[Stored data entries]
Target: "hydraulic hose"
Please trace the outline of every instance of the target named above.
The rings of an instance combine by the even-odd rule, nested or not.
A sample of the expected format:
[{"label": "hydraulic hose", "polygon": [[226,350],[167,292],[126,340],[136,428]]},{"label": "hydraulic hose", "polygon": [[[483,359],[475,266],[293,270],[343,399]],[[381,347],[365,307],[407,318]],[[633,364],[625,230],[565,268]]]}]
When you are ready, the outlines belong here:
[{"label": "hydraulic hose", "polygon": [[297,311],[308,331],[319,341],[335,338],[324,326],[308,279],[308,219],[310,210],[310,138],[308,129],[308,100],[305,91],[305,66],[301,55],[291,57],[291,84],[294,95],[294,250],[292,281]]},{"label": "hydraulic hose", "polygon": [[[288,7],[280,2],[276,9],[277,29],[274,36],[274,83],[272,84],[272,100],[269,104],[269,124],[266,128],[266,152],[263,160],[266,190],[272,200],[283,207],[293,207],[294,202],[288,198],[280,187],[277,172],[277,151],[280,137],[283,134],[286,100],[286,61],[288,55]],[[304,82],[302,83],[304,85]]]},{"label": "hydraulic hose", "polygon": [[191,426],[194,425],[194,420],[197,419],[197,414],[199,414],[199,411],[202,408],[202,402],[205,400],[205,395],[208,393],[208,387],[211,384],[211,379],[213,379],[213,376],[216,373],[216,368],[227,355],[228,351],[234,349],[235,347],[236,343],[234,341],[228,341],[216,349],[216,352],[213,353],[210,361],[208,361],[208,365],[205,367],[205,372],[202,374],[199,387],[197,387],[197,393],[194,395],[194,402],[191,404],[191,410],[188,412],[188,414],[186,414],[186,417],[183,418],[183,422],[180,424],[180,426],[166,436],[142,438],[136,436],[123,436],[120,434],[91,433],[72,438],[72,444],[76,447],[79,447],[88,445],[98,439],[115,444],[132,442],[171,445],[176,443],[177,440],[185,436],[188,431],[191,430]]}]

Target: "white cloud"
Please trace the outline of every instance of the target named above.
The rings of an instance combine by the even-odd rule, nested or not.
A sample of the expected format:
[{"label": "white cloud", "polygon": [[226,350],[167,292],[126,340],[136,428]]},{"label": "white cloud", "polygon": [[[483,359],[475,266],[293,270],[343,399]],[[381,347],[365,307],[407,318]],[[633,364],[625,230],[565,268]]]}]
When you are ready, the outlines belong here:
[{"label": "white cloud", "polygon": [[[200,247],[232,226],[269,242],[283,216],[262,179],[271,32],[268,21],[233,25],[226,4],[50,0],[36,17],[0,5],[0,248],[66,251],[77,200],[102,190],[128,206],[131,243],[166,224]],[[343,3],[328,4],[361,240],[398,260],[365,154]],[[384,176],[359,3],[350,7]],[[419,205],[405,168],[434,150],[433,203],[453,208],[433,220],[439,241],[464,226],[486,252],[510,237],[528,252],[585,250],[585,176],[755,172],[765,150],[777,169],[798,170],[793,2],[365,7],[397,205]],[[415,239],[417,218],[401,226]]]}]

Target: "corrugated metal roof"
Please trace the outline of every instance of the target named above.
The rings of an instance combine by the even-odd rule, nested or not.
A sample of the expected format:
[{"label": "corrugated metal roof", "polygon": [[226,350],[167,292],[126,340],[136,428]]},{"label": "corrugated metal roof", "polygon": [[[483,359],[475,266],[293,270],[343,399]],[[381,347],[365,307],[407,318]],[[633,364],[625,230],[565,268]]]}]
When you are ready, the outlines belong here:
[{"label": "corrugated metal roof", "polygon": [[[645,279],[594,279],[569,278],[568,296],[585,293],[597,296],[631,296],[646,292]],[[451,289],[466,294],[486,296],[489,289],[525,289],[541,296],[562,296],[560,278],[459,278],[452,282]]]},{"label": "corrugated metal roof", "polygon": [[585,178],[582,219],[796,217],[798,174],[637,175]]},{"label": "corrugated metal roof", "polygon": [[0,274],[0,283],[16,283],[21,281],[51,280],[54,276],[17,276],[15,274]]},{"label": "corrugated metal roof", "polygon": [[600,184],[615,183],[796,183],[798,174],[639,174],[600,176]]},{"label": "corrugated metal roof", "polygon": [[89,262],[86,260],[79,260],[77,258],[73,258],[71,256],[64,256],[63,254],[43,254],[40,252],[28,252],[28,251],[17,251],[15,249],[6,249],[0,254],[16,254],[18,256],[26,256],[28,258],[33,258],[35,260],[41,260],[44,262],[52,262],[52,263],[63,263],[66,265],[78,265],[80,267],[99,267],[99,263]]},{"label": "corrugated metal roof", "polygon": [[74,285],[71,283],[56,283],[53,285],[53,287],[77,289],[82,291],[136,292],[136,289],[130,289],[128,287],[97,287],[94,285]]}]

**WHAT YOU ARE ASKED TO DO**
Retype all of the entries precisely as they are.

**EXERCISE ANSWER**
Target: "hydraulic hose"
Please trace the outline of every instance of the target named above.
The rings of an instance combine by the even-odd rule, nested or not.
A sample of the expected format:
[{"label": "hydraulic hose", "polygon": [[226,350],[167,292],[126,340],[136,428]]},{"label": "hydraulic hose", "polygon": [[[483,359],[475,266],[293,270],[343,399]],[[381,347],[365,307],[407,318]],[[633,364],[625,230],[565,268]]]}]
When you are ready, the outlines belong here:
[{"label": "hydraulic hose", "polygon": [[297,311],[308,331],[319,341],[335,338],[324,326],[308,279],[308,219],[310,210],[310,138],[308,129],[308,100],[305,91],[305,66],[301,55],[291,57],[291,84],[294,95],[294,250],[292,281]]},{"label": "hydraulic hose", "polygon": [[[288,7],[280,2],[276,9],[277,29],[274,36],[274,83],[272,84],[272,100],[269,104],[269,124],[266,128],[266,152],[263,160],[266,190],[272,200],[283,207],[293,207],[294,202],[288,198],[280,187],[277,172],[277,151],[280,137],[283,134],[286,100],[286,61],[288,55]],[[304,82],[302,83],[304,85]]]},{"label": "hydraulic hose", "polygon": [[191,426],[194,425],[194,420],[197,419],[197,414],[199,414],[199,411],[202,408],[202,402],[205,400],[205,395],[208,393],[208,387],[211,384],[211,379],[213,379],[213,376],[216,373],[216,368],[227,355],[228,351],[234,349],[235,347],[236,343],[234,341],[228,341],[216,349],[216,352],[213,353],[210,361],[208,361],[208,365],[205,367],[205,372],[202,374],[199,387],[197,387],[197,393],[194,395],[194,402],[191,404],[191,410],[188,412],[188,414],[186,414],[186,417],[183,418],[183,422],[180,424],[180,426],[166,436],[142,438],[136,436],[123,436],[120,434],[91,433],[72,438],[72,444],[76,447],[79,447],[88,445],[98,439],[115,444],[132,442],[171,445],[176,443],[177,440],[185,436],[188,431],[191,430]]}]

Target: "white cloud"
Please trace the outline of every instance of the target named above.
The rings of an instance combine by the even-odd rule, nested or not.
A sample of the expected format:
[{"label": "white cloud", "polygon": [[226,350],[167,292],[126,340],[136,428]]},{"label": "white cloud", "polygon": [[[483,359],[475,266],[293,270],[343,399]],[[381,347],[365,307],[407,318]],[[633,364],[625,230],[565,268]]]}]
When you are ready, the outlines belong here:
[{"label": "white cloud", "polygon": [[[200,247],[232,226],[269,242],[283,216],[262,179],[271,32],[268,21],[233,25],[226,4],[50,0],[36,17],[0,5],[0,248],[66,251],[77,200],[102,190],[128,206],[131,243],[166,224]],[[343,3],[328,4],[361,240],[398,260],[365,154]],[[384,176],[359,3],[350,7]],[[419,205],[405,168],[434,150],[433,203],[453,208],[433,220],[439,241],[464,226],[486,252],[510,237],[528,252],[585,250],[585,176],[755,172],[765,150],[777,169],[798,170],[793,2],[365,7],[397,205]],[[415,239],[417,218],[401,226]]]}]

Target: "corrugated metal roof"
Please trace the outline of every instance of the target named above.
The rings of an instance combine by the even-odd rule, nested or not.
A sample of the expected format:
[{"label": "corrugated metal roof", "polygon": [[226,350],[167,292],[126,340],[136,428]]},{"label": "corrugated metal roof", "polygon": [[[483,359],[475,266],[293,270],[343,399]],[[381,347],[365,307],[407,318]],[[633,364],[625,230],[565,268]]]}]
When you are ready, the outlines belong here:
[{"label": "corrugated metal roof", "polygon": [[[645,279],[594,279],[569,278],[568,296],[585,293],[597,296],[631,296],[646,292]],[[451,289],[466,294],[486,296],[489,289],[525,289],[541,296],[562,296],[560,278],[459,278],[452,282]]]},{"label": "corrugated metal roof", "polygon": [[585,178],[582,219],[796,217],[798,174],[637,175]]},{"label": "corrugated metal roof", "polygon": [[0,274],[0,283],[16,283],[21,281],[51,280],[54,276],[17,276],[15,274]]},{"label": "corrugated metal roof", "polygon": [[600,184],[615,183],[796,183],[798,174],[639,174],[600,176]]},{"label": "corrugated metal roof", "polygon": [[89,262],[86,260],[79,260],[77,258],[73,258],[71,256],[64,256],[63,254],[43,254],[40,252],[28,252],[28,251],[17,251],[15,249],[6,249],[0,254],[16,254],[18,256],[26,256],[28,258],[33,258],[35,260],[41,260],[44,262],[52,262],[52,263],[63,263],[66,265],[78,265],[80,267],[99,267],[99,263]]},{"label": "corrugated metal roof", "polygon": [[74,285],[71,283],[56,283],[53,285],[53,287],[77,289],[82,291],[136,292],[136,289],[130,289],[128,287],[97,287],[94,285]]}]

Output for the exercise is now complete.